**JOB:**
Write out the entries again exactly as they are given.

**Excerpts of pointing data:**
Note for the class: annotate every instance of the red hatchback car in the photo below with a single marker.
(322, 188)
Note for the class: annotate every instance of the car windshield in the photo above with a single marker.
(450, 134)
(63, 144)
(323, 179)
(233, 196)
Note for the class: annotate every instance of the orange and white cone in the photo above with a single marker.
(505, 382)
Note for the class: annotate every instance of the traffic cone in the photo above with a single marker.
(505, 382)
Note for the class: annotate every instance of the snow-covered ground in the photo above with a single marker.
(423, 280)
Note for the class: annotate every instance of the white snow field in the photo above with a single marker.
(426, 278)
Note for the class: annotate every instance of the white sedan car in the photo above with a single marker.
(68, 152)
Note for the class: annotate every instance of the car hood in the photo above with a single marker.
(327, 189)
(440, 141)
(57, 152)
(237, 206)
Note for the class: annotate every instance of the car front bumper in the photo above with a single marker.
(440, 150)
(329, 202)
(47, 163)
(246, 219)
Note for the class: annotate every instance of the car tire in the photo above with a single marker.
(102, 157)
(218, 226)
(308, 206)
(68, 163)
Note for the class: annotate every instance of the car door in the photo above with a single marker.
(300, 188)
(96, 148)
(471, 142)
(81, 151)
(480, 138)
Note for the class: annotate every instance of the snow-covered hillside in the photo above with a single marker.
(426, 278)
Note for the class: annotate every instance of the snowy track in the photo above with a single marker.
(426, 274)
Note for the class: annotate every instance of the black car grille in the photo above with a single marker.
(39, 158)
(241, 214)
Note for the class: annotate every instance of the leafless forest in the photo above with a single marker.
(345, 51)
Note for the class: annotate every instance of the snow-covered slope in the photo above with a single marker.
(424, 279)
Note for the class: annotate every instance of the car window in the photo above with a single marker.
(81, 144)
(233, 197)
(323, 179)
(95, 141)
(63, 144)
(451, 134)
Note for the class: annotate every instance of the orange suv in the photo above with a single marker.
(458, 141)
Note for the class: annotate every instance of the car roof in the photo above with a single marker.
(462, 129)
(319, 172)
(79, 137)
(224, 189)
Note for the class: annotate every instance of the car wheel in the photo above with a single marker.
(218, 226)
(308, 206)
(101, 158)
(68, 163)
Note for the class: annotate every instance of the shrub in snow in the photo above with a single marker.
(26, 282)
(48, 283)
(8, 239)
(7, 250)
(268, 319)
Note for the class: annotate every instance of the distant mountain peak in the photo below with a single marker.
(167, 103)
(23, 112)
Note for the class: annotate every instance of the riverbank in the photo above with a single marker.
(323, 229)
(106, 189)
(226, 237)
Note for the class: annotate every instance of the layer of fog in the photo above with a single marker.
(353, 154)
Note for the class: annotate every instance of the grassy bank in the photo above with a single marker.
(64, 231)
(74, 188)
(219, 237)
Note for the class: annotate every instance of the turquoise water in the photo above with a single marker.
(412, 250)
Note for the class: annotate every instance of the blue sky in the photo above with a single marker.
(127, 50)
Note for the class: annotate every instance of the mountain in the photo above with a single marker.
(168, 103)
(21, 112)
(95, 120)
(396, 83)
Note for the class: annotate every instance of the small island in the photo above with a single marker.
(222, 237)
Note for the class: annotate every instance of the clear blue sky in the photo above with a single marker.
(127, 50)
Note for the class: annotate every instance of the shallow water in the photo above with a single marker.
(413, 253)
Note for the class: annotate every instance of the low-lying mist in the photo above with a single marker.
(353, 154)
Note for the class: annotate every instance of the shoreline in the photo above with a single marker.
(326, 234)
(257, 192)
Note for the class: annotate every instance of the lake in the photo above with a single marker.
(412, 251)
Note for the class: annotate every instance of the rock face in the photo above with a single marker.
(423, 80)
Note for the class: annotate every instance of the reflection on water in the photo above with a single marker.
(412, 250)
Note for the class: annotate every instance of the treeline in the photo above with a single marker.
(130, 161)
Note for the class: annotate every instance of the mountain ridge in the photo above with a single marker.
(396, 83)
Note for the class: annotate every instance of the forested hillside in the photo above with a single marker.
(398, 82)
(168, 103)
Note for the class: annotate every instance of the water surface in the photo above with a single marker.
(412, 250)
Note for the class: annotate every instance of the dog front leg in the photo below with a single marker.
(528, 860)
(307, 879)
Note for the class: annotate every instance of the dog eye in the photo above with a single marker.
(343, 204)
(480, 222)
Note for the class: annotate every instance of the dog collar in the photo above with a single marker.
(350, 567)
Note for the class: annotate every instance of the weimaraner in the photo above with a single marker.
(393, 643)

**WRITTEN ANSWER:**
Note for the class: annotate every instance of the red hatchback car in the photo below with a single marker.
(322, 188)
Note for the class: annotate every instance of the car windshield in the photo above with a single marker.
(450, 134)
(63, 144)
(323, 179)
(233, 196)
Note for the class: annotate every instance of the orange and white cone in the photo above with a single marker.
(505, 382)
Note for the class: annotate every instance of the traffic cone in the photo above with a single marker.
(505, 382)
Note for the class: annotate every instance of the snow-covered ground in the photo above with a single marker.
(423, 280)
Note for the class: annotate every instance of the white snow field in the photo above with a single marker.
(426, 278)
Note for the class: annotate every instance of the white sedan car in the photo above with a single marker.
(68, 152)
Note for the class: annotate every instance of the car hood in the photo above with a single marker.
(327, 189)
(440, 141)
(57, 152)
(237, 206)
Note for the class: annotate every instance of the car front bumper in the photo above with a single marker.
(440, 150)
(329, 202)
(47, 163)
(246, 219)
Note for the class: annotate every instance of the car tire in the photo above with a single marker.
(102, 157)
(218, 226)
(308, 206)
(68, 163)
Note for the class: annotate every instance of the car door in the photo above with a single marker.
(300, 188)
(96, 148)
(471, 142)
(81, 151)
(480, 138)
Note for the class: annotate every instance of the snow-covered hillside in the photo above with a single marker.
(426, 278)
Note for the class: annotate every instance of the snowy track in the photo above with a single marker.
(426, 274)
Note for the class: annotate every instance of the black car grille in the photo above with a single marker.
(39, 158)
(241, 214)
Note for the class: annotate every instance of the leafless forest in the photo above with a single marker.
(345, 51)
Note for the class: annotate every instance of the snow-covered slope in the photo above with a single marker.
(424, 279)
Note for the class: annotate every instance of the car window in the photo above with a single marker.
(81, 144)
(233, 197)
(323, 179)
(95, 141)
(63, 144)
(451, 134)
Note for the class: annotate every instance of the orange suv in the photo above with a single marker.
(458, 141)
Note for the class: annotate every instance of the car roof in the photo above with a single marker.
(462, 129)
(319, 172)
(79, 137)
(224, 189)
Note for the class: annotate every instance of the car wheel in the photo above with a single marker.
(218, 226)
(308, 206)
(101, 158)
(68, 163)
Note for the class: annotate every instance of the shrub in snow in the photo above with a single marker.
(26, 282)
(48, 283)
(8, 239)
(7, 250)
(268, 319)
Note for the class: annotate every instance of the distant mountain peak in the photo below with a single marker.
(167, 103)
(23, 112)
Note for the class: annotate every instance of the riverbank in the photo above with a single marker.
(323, 229)
(106, 189)
(226, 237)
Note for the class: annotate every instance of the layer of fog in the photo above with a single marker.
(353, 154)
Note for the class: annotate every instance of the grassy bank in the photo above with a single marker.
(64, 231)
(74, 188)
(219, 237)
Note for the class: annotate every instance of the turquoise water in the photo above with a single marker.
(412, 250)
Note for the class: annotate every instance of the blue sky in the photo above with a single marker.
(127, 50)
Note for the class: annotate every instance of the mountain in the photo above with a single marker.
(168, 103)
(21, 112)
(95, 120)
(396, 83)
Note for the class: annotate every instance of the small island in the photo above with a single marker.
(222, 237)
Note for the class: annotate every instance of the clear blue sky in the photo above with a single marker.
(127, 50)
Note for the class: annotate every instance of the shallow water in the photo above with a single marker.
(413, 253)
Note for the class: annotate every instance of the low-lying mist in the photo above with a single marker.
(353, 154)
Note for the class: annotate every instance of the shoreline in the photo above with a single marker.
(326, 234)
(257, 192)
Note for the class: annotate every instance of the lake in the photo above with a single marker.
(412, 251)
Note for the class: annotate every instance of the rock face in the photo above with a single marker.
(423, 80)
Note for the class: annotate every instance of the reflection on water in the photo above with a single marker.
(412, 250)
Note for the class: annotate every instance of the treeline in the photo above with a single marker.
(130, 161)
Note for the class: annotate every instance of the mountain ridge in the photo above with a single marker.
(396, 83)
Note for the class: annotate every instance of the forested hillside in the photo above with a single marker.
(398, 82)
(168, 103)
Note for the class: annotate every instance of the water surface in the photo above with a single marker.
(412, 250)
Note for the class: annotate every instance of the dog front leg in the photo below with a single marker.
(528, 860)
(307, 879)
Note for the class: annotate every instance of the dog eye in the photo above with a single marker.
(343, 204)
(480, 222)
Note for the class: annotate every instance of the dog collar in the photo above with a single marker.
(350, 567)
Note for the class: annotate every instance of the weimaraner in the photo above with a single marker.
(393, 643)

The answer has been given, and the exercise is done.